PROBLEM SET:
• 1. In the forum thread about the fuel cut off, rewrite the passage starting at "Im completly baffaled, im" and ending at "the starter solenoid.", replacing "inertia switch" with "safety cut-out switch".
• 2. According to the forum thread about the fuel cut off, what year is the 90?
• 3. Decide whether each statement agrees with the forum thread about the fuel cut off. Answer yes or no, and quote the deciding words. (a) The 90 has a working ignition switch. (b) The fuel solenoid was connected directly to the battery for testing. (c) The reply citing Haynes says the starter solenoid is more likely at fault than the solenoid in the cut off.

SELECTED TEXT:
---*---
Looking at the circuit diagrams, it seems more likely that you have an ignition switch problem.

Post 1991, I'd expect that you would also not get the glow plugs or 'Cold Start' light on the dash working.

Prior to that, the 12v supply to the cut off didn't do much, other than power the low level switches in the tank(s).
 
What age is the 90?

Looking at the circuit diagrams, it seems more likely that you have an ignition switch problem.

Post 1991, I'd expect that you would also not get the glow plugs or 'Cold Start' light on the dash working.

Prior to that, the 12v supply to the cut off didn't do much, other than power the low level switches in the tank(s).

If you have a look through the thread i have mentioned that the ignition switch is not part of the problem as i have directly connected the fuel solenoid to the battery for testing purposes.

The 90 is 1984 and doesnt actually have an ignition switch, it gave up long ago, just has a toggle switch and push to start and a seperate glow plug switch

Im completly baffaled, im thinking i perhaps have a dodgy new solenoid, thats borderline, ie works with lots of power, ie direct from a second battery, but not when attached to the same as starting the engine...its all i can think of at this stage.
 
OK. According to Haynes there are a couple of possibilities:-

1/ There may be an inertia switch in the original feed from the ignition switch to the fuel cut off. Have you by-passed that?

2/ If not the former, I'd reckon that the solenoid in the cut off is more likely to be suspect than the starter solenoid.
 
OK. According to Haynes there are a couple of possibilities:-

1/ There may be an inertia switch in the original feed from the ignition switch to the fuel cut off. Have you by-passed that?
---*---
RECORDED DATA:

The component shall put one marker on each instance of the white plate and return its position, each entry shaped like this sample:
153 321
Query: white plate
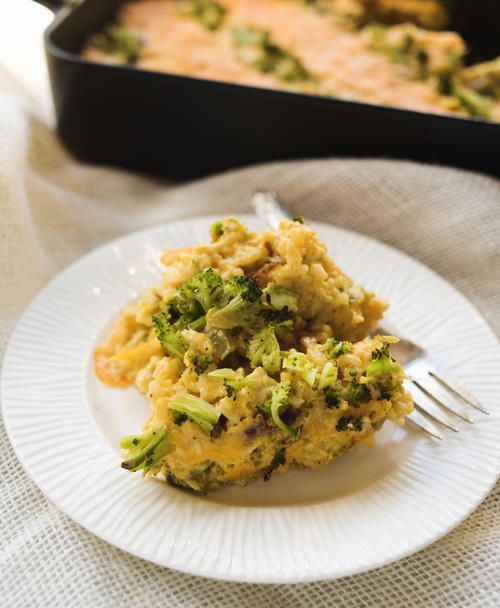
366 510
---*---
SOLUTIONS TO EACH TASK:
• 1.
Im completly baffaled, im thinking i perhaps have a dodgy new solenoid, thats borderline, ie works with lots of power, ie direct from a second battery, but not when attached to the same as starting the engine...its all i can think of at this stage.
 
OK. According to Haynes there are a couple of possibilities:-

1/ There may be an safety cut-out switch in the original feed from the ignition switch to the fuel cut off. Have you by-passed that?

2/ If not the former, I'd reckon that the solenoid in the cut off is more likely to be suspect than the starter solenoid.

• 2. 1984

• 3.
(a) No: "doesnt actually have an ignition switch, it gave up long ago"
(b) Yes: "i have directly connected the fuel solenoid to the battery for testing purposes"
(c) No: "the solenoid in the cut off is more likely to be suspect than the starter solenoid"